DIRECTIONS FOR THIS TASK » Only one span belongs in the answer: the line holding "Localize the baby" through the last line of the entries below, retyped exactly.

(Saved data entries)
<<<<

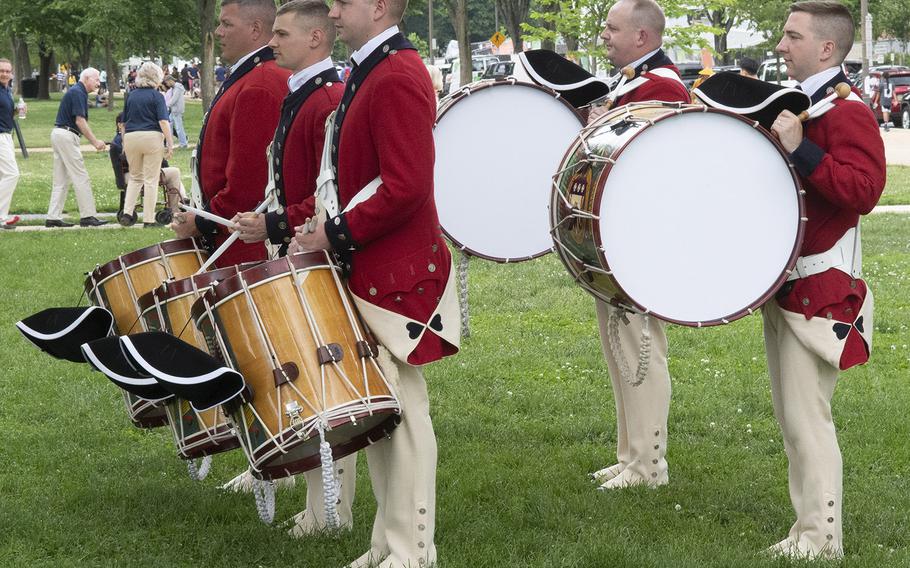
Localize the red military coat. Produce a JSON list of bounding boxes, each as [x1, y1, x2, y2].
[[776, 74, 886, 369], [198, 50, 290, 267], [614, 50, 690, 106], [264, 70, 344, 247], [325, 43, 458, 366]]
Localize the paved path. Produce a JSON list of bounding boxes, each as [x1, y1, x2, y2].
[[881, 127, 910, 166]]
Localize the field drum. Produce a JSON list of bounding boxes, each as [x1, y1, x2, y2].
[[192, 252, 400, 480], [84, 238, 208, 427]]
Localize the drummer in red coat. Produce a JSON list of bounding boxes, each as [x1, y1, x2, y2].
[[230, 0, 356, 536], [764, 1, 885, 559], [171, 0, 290, 268], [293, 0, 460, 564], [588, 0, 690, 491]]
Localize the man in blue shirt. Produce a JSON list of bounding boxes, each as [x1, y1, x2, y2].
[[0, 58, 21, 229], [45, 67, 107, 227]]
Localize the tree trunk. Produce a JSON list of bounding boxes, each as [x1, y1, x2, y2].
[[539, 0, 557, 52], [499, 0, 530, 53], [38, 41, 53, 100], [199, 0, 217, 112], [78, 35, 94, 70], [11, 36, 31, 98], [446, 0, 471, 86], [104, 39, 118, 111]]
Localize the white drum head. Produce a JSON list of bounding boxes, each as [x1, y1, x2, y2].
[[434, 82, 583, 262], [599, 111, 801, 324]]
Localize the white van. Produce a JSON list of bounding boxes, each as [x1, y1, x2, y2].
[[445, 55, 502, 93]]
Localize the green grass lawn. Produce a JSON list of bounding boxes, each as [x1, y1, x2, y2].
[[0, 215, 907, 566]]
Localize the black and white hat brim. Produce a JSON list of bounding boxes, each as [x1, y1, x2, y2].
[[518, 49, 610, 109], [120, 332, 246, 412], [17, 306, 114, 363], [81, 335, 174, 402]]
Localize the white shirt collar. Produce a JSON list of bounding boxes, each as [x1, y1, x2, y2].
[[230, 46, 268, 74], [799, 66, 842, 98], [351, 26, 400, 66], [288, 57, 335, 92]]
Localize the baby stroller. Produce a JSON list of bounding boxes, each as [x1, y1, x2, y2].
[[109, 121, 182, 225]]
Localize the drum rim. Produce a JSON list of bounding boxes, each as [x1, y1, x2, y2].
[[250, 410, 401, 481], [190, 252, 331, 322], [136, 262, 260, 313], [435, 78, 584, 263], [86, 238, 206, 288], [557, 103, 806, 327]]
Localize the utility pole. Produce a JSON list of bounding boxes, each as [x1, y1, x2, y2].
[[428, 0, 434, 62], [861, 0, 870, 97]]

>>>>

SOLUTION TO THIS EXERCISE »
Localize the baby stroller. Produce a JSON list of bounding boxes, each as [x1, y1, x2, y2].
[[109, 121, 182, 225]]
Localize the drum rim. Produce a JSON list of bounding boxes, each as [x1, y1, x2, y2].
[[250, 410, 401, 481], [190, 252, 331, 322], [136, 262, 260, 313], [435, 78, 584, 263], [86, 238, 206, 288], [557, 103, 806, 327]]
Localize the utility pole. Produce a JSON list of bounding boxes, each as [x1, y1, x2, y2].
[[428, 0, 434, 62], [861, 0, 870, 97]]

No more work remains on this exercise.